** start AVAILABLE DATA **

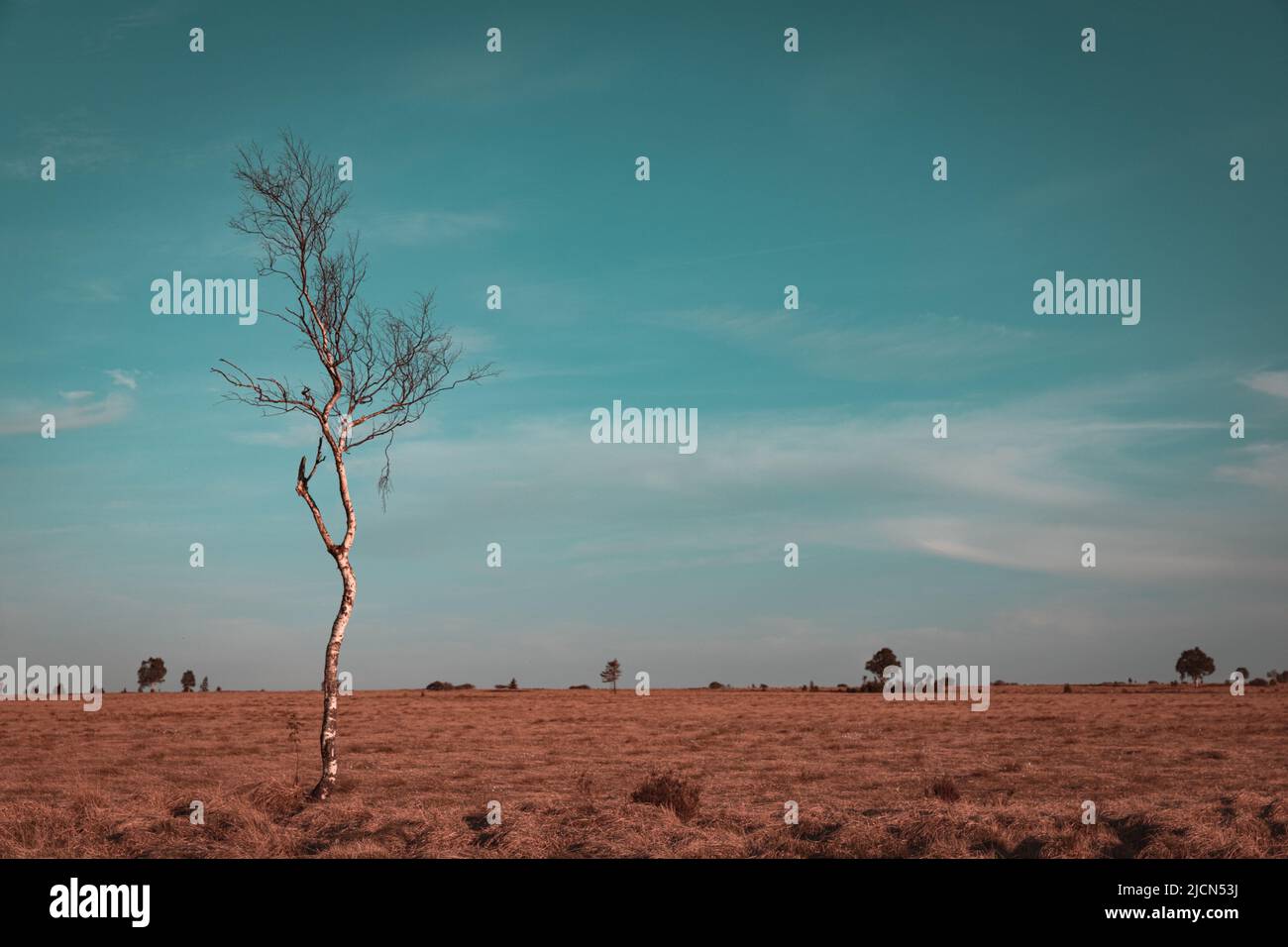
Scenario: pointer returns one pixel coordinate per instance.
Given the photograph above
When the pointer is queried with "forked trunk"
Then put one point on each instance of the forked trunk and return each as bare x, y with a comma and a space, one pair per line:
331, 684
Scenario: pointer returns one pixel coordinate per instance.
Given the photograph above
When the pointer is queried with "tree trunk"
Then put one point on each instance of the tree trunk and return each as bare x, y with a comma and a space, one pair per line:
330, 681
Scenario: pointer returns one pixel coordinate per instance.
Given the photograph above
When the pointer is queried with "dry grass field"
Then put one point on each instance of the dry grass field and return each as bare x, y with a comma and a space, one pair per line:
1173, 772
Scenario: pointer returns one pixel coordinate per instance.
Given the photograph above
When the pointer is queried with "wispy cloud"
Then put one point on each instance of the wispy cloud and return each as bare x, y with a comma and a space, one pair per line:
80, 411
411, 228
127, 377
1269, 382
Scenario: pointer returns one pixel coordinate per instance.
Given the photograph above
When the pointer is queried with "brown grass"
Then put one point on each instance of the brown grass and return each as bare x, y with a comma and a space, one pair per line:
1173, 772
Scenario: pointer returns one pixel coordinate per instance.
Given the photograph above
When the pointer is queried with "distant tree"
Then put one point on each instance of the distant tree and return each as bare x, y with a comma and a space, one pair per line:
612, 673
877, 664
151, 673
1196, 665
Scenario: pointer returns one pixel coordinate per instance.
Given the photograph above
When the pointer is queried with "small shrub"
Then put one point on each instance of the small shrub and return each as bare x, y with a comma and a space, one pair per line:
670, 791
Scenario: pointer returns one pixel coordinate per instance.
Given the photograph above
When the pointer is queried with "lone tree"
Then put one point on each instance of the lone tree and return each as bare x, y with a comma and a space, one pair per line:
151, 673
877, 664
378, 369
1194, 664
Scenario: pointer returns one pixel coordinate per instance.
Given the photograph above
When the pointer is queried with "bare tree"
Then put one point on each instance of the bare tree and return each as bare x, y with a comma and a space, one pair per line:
612, 673
378, 371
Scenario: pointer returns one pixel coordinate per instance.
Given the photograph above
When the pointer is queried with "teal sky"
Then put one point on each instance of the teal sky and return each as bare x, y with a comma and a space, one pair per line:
768, 169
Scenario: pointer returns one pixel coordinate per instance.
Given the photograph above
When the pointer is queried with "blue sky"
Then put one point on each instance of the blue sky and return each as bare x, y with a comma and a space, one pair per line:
768, 169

** end AVAILABLE DATA **

| PROBLEM DESCRIPTION |
Swap "pointer" for "locator" in the stretch of the listing running from its start through the line containing "Then put one point on each instance of the forked", both ends included, and give only those lines with everything else unchanged. Leave the pictures out.

| PROBLEM SOLUTION |
Scenario: locator returns one pixel coordinate per instance.
Given the photograph above
When the locator is queried with "forked trunk"
Then put one point on each instance of the forked trunk and return each as bare x, y with a comma and a space, one pair per line:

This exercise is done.